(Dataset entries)
········

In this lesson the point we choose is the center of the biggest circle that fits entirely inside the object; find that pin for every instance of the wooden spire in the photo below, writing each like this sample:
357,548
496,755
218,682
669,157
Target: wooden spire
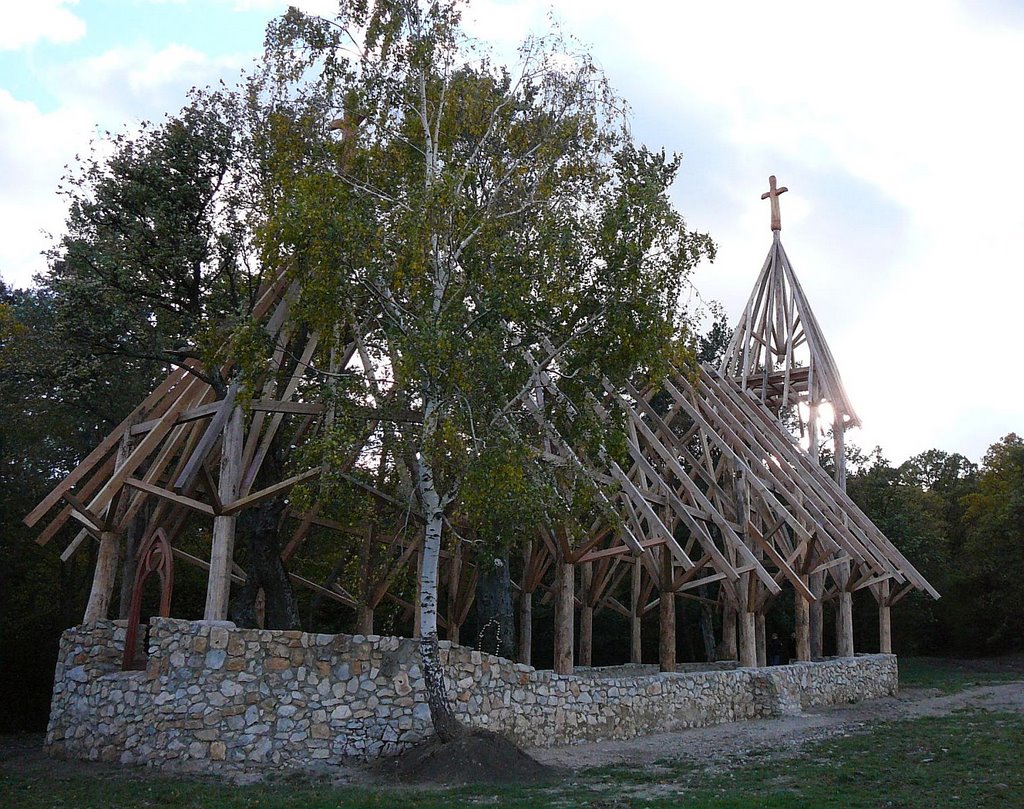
772,194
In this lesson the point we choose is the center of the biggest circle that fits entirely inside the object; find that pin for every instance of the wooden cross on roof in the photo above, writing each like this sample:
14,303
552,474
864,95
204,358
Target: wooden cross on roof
773,193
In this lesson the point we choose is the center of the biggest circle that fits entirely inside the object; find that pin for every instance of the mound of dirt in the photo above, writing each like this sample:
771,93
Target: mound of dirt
474,757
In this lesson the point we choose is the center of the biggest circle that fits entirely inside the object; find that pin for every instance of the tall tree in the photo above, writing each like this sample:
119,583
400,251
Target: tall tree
477,227
992,559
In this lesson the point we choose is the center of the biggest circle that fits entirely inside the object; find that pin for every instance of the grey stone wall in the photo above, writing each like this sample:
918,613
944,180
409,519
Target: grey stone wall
214,695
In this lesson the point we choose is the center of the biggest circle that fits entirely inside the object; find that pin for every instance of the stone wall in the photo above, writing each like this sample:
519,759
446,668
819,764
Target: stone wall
248,697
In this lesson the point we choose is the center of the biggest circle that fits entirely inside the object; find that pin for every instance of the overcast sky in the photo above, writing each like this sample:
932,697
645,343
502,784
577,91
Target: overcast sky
898,128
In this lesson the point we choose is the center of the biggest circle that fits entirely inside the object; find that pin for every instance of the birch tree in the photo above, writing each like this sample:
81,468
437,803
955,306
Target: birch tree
474,226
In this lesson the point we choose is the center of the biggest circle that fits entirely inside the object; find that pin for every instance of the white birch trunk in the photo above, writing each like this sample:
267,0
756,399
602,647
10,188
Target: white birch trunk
441,714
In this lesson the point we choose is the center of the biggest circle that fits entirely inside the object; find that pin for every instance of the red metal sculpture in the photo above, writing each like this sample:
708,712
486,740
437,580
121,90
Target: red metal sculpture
155,556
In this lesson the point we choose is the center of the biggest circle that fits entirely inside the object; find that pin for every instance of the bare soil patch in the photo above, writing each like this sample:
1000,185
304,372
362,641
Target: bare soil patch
475,757
484,757
724,747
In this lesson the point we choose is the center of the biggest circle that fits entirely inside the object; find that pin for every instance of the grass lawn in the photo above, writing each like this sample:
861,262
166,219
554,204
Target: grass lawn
969,759
951,676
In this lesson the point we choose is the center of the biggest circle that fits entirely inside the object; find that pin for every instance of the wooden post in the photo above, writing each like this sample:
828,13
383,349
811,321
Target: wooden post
417,616
815,615
563,618
844,613
772,194
455,582
885,622
748,641
221,554
365,620
586,615
110,550
816,582
636,652
667,615
102,578
729,648
525,628
526,609
801,613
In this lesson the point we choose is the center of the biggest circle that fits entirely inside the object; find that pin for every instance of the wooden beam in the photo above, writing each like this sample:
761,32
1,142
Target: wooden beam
269,492
178,500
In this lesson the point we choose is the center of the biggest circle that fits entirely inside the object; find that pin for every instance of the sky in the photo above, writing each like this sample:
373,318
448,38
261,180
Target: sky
898,129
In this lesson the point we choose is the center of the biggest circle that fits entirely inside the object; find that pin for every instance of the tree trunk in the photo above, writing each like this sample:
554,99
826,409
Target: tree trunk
801,614
760,639
636,645
885,621
844,614
730,649
494,606
815,615
441,714
264,570
667,615
586,615
218,586
525,628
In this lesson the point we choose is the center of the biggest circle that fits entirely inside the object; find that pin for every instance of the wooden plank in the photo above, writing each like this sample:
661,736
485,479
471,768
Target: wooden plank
269,492
104,446
211,435
146,445
178,500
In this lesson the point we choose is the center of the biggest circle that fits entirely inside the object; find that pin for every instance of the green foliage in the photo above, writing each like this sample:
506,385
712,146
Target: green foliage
992,559
493,217
968,757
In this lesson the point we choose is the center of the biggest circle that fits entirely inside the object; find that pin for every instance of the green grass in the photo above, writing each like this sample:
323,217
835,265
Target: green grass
949,676
965,760
969,759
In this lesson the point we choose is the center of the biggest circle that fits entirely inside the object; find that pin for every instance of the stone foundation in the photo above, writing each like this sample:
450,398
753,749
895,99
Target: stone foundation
253,697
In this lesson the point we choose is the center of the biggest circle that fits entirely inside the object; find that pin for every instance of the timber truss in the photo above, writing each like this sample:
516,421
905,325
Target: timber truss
718,502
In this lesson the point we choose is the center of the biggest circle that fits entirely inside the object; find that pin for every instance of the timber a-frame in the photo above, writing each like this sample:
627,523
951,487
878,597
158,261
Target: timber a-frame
719,501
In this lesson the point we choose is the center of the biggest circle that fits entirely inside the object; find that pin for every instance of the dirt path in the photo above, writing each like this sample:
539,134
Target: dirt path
723,747
719,748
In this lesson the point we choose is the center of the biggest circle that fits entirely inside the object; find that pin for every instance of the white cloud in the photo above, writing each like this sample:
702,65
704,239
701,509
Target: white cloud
114,90
37,145
134,82
26,23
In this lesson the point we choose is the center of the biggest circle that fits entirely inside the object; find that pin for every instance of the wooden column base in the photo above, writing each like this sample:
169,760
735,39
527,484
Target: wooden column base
748,640
102,579
563,619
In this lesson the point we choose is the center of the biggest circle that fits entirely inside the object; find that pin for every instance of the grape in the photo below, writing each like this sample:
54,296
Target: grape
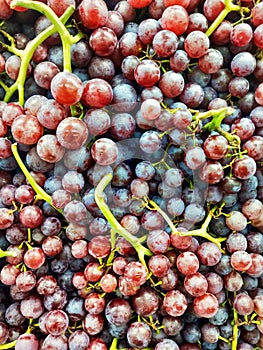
206,305
196,284
139,335
213,8
103,41
196,44
241,34
27,129
27,340
78,340
233,281
258,36
171,84
175,18
243,304
66,88
72,133
179,61
130,44
187,263
240,66
56,322
97,93
165,43
49,149
175,303
208,253
118,311
211,61
147,73
55,342
93,15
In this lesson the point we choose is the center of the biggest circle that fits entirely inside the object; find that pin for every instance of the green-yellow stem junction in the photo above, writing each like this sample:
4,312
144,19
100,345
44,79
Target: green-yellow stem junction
40,193
115,225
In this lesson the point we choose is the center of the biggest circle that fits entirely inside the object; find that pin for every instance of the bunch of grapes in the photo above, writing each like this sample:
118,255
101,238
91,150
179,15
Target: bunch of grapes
131,180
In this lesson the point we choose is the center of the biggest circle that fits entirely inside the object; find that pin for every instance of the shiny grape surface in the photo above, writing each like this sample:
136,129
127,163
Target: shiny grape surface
131,181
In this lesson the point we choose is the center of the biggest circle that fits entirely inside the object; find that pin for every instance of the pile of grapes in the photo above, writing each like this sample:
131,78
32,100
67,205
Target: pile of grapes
131,180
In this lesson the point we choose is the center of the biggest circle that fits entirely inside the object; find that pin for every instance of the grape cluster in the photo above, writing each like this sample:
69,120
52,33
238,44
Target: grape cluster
131,180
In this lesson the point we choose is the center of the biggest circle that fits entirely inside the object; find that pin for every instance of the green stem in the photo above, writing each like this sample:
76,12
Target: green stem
235,332
219,19
99,198
201,232
114,344
40,193
65,36
27,54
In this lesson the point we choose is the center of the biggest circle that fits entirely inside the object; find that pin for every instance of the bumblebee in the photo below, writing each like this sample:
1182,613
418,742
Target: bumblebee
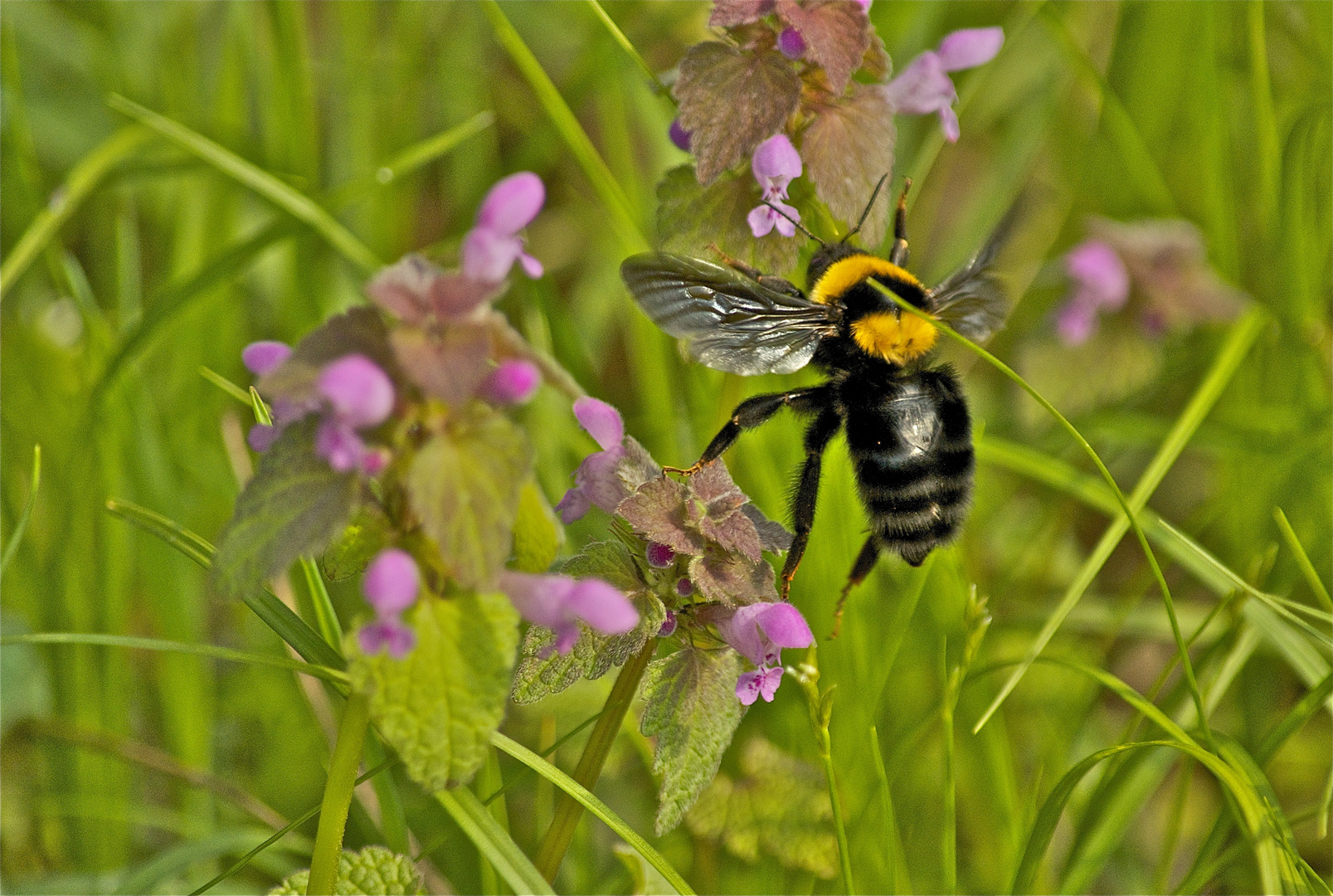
907,421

········

*WHAT THE TASK REQUIRES:* Transcribe all of the entries word for word, but skip any pictures they contain.

*REPLY:*
In this lesson the point we choose is the center of the biggest circle that fits entirely inside the object; find that pin for every instance of the wooden spire in the photo below, writing each like this sample:
357,548
496,755
218,682
669,157
Target: wooden spire
772,194
In this lesson the point we choose is the center of the biggest circle that fits entirely inside the object; find that pin for every instance of the wooden cross on roof in the photo above, writing each like this sample:
14,303
552,474
864,95
204,358
Target: wooden cross on roof
773,193
In this lesson the point we choose is the center of the biggest circle that fits entirely inside the object; find that pin for every instance of the mound of dirt in the photo above, writing each like this sample:
771,93
Target: mound of dirt
474,757
In this lesson the point we choose is the center of the biggest circle that fits entirely inside the object; find that pin for every instance of the tall tree in the photo above, writing each like this sample:
119,583
400,251
Target: tall tree
477,227
992,559
In this lesson the point we choose is the center of the biggest circle that fits entirely inside the object; find that pin for every instance of the grey stone wall in the photo above, writing each like this sample:
918,613
944,180
409,519
Target: grey stone wall
214,695
In this lesson the point we choose is the center of the biggest circle that fits entirely inside the object; find that pin for every instance of the stone wall in the photo above, writing each like this sample:
519,759
446,668
819,764
Target: stone wall
248,697
In this lesson the point we choose is the center of the biggest circle that fits entirely inside the object; find that pin for every instance of the overcast sky in the photo above, writing each like this sample:
932,697
645,343
502,784
577,91
Target: overcast sky
898,128
In this lesson the point we choose is the center of the biggest circle that fits entirely inside the object; find that pin for every instance of the birch tree in the photo above, writing each like this sample:
81,468
437,803
955,306
Target: birch tree
474,226
In this lesson the point we choose is the center of the biggest circle that fits entirely inside the object; find that pin for every instance of the white birch trunk in the photo above, writing each like this sample:
267,0
756,399
602,647
10,188
Target: white birch trunk
441,714
In this lesson the point we choose is the center of the biggest circle that fits entirely inside the object; find that pin for every instance of the red metal sculpture in the photo above, writing each like this sample:
708,712
486,740
437,580
121,90
Target: red metal sculpture
155,556
In this lesson the point we choose is the center of the biggest circle that fits entirely inside the object; find that pin for every instance of the bare soil patch in the photo above, writing each like this sample:
1000,185
304,372
362,641
Target: bare soil patch
475,757
484,757
724,747
In this lesson the point we choose is the center of the biggest circle that fits entirely inside the object; find that pin for every instance of the grass lawn in the photo above, writing each like this sample:
861,262
166,219
554,204
Target: grass lawn
969,759
951,676
In this lesson the point we choose is the center of the biggest circle that fits entirely inside the object; find that pin for every instance of the wooden post in the photo above, writing each like this sample:
828,13
383,349
811,321
Target: wooden post
417,616
815,615
563,618
844,613
772,194
455,582
885,622
748,641
221,554
365,620
586,615
110,550
816,582
636,652
667,615
102,578
729,648
525,628
526,609
801,613
In this lesson the point we choose is the center of the biggest circle that fits entirely inside the object; find that pin for every instance of the wooden beam in the photo above, writing each like this sample:
761,32
1,142
Target: wooden beam
269,492
178,500
In this lesson the point we choose is the center of the biggest circle that fits entirely inside the object; find that pin for every instance of the sky in the photo above, writing each like this sample:
373,318
448,38
261,180
Target: sky
898,129
In this lesson the point we choose is the center of the biggest circle that fits entirely inside the object; find that pin for every instance of the tree trunk in the photo above, writing each like this sample:
554,99
826,409
Target: tree trunk
801,614
760,639
636,645
885,621
844,614
730,649
494,606
815,615
441,714
264,570
667,615
586,615
218,586
525,628
In this lesson the point we choose is the center of the biggest circle that fits entirely inside the object; find that pin for every instance of the wooden plank in the photo above, writing each like this sample:
661,736
485,479
471,768
Target: wooden plank
269,492
104,446
211,435
146,445
178,500
In this lesson the point we choose is the center of the biggest circle that fits entirely inside the object; find that pin for every instance of the green foliage in the photo above, writing each like this sample:
506,385
712,146
Target: green foliage
992,559
493,217
968,757
In this lesson the point we choose is the center of the biggest circle that fits entirely inside the object; find that pin for every instance of the green grass in the photo above, writing each like this sample:
323,217
835,265
Target: green grass
949,676
965,760
969,759
In this lesson the point we choose is the center of the biggest circle that fits entirely inside the object; find that pin for every instance of the stone foundation in the photo above, writing each like this sample:
450,398
753,749
895,99
Target: stone foundation
253,697
In this lesson the point we choose is the center of the biggest circle that fits entirely inside the object; find that pin for every instance of the timber truss in the photo above, writing each like this sample:
516,421
905,325
Target: timber truss
718,502
In this lesson the point we choose is the center of the biggest circle that fits entirely inside the object; find that pin for every instance of the timber a-frame in the photo above, writing each like this sample:
627,523
951,487
878,597
158,261
Target: timber a-frame
719,501
In this lesson the point we choose is the center of the biggest circle that fits entirely inside the object; find that pin for every instance of the dirt path in the photo above, writing each like this sample:
539,134
Target: dirt path
723,747
719,748
In this lesson the point we choose is the center of the biggest circle that fits entirely inside the object; find that pin for every instance of the white cloud in the photo above, writing each like this sample:
702,65
704,239
701,509
Target: white cloud
114,90
37,145
134,82
26,23
In this lesson the point we choose is the center of the biggest circle that fits entirely inside the object; find that pin for every instance of the wooden column base in the photo above, writing each like this sample:
169,760
735,39
527,484
Target: wooden column base
748,640
102,579
563,619
In this lesson the point we choose is the center of the biggest circle that fits entirely inside the object; find that pin for every instance of the grape in the photo below, writing each like this sample:
54,296
Target: grape
206,305
196,284
139,335
213,8
103,41
196,44
241,34
27,129
27,340
78,340
233,281
258,36
171,84
175,18
243,304
66,88
72,133
179,61
130,44
187,263
240,66
56,322
97,93
165,43
49,149
175,303
208,253
118,311
211,61
147,73
55,342
93,15
In this lesson the point we choose is the center of the biggest circle that fits entirely inside the object; find that pin for every instance of the green-yellow stem junction in the photo above, writing each like this sample:
4,312
144,19
100,345
44,79
Target: green-yellow stem junction
40,193
115,225
In this lesson the point we choose is the center of the biggest circle that fits entirely inside the object; find that pin for every instance of the bunch of grapes in the photo above, writing each like this sample:
118,255
101,238
91,150
179,15
Target: bunch of grapes
131,180
In this lesson the point we choose is the center of the biggest circle that fits entirely inside the object; find that pin for every instance of the shiny grape surface in the photo above, writing each like this sample:
136,129
127,163
Target: shiny grape surface
131,181
In this lesson the point we choose is the center of the biggest circle that fits entirely inside the object; find that pin for every instance of the pile of grapes in the photo above, writing each like this sample:
131,78
32,100
67,205
Target: pile of grapes
131,180
In this lesson the point we choose is the center of the biggest circle that fits entirely inside the object; find that pin for every instance of the grape cluster in the photo above, writing each like this sample:
69,120
52,33
238,44
Target: grape cluster
131,180
In this lesson the point we choose is the center of the biggest circle that fits entirely inside the object; find that pin for every instance of the green stem in the photo above, writing each like this sample:
76,12
Target: green stem
235,332
219,19
99,198
201,232
114,344
40,193
65,36
27,54
In this lesson the point we choose is the center of the biggest circle that fits entirely inside the object; find that pin for every instance of the bumblebee in the photo below, writing each like this sample:
1182,613
418,742
Target: bumblebee
907,421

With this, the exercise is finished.